• [WRITTEN REQUEST]: Reproduce every line of the records below without changing anything.

• [RECORD SET]:
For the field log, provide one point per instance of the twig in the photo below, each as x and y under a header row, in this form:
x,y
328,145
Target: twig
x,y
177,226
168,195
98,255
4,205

• [SOLVED PROBLEM]:
For the field log, provide one point per instance of the twig in the photo below, each as x and y under a header row, in this form:
x,y
328,145
Target: twig
x,y
177,226
168,195
98,255
4,205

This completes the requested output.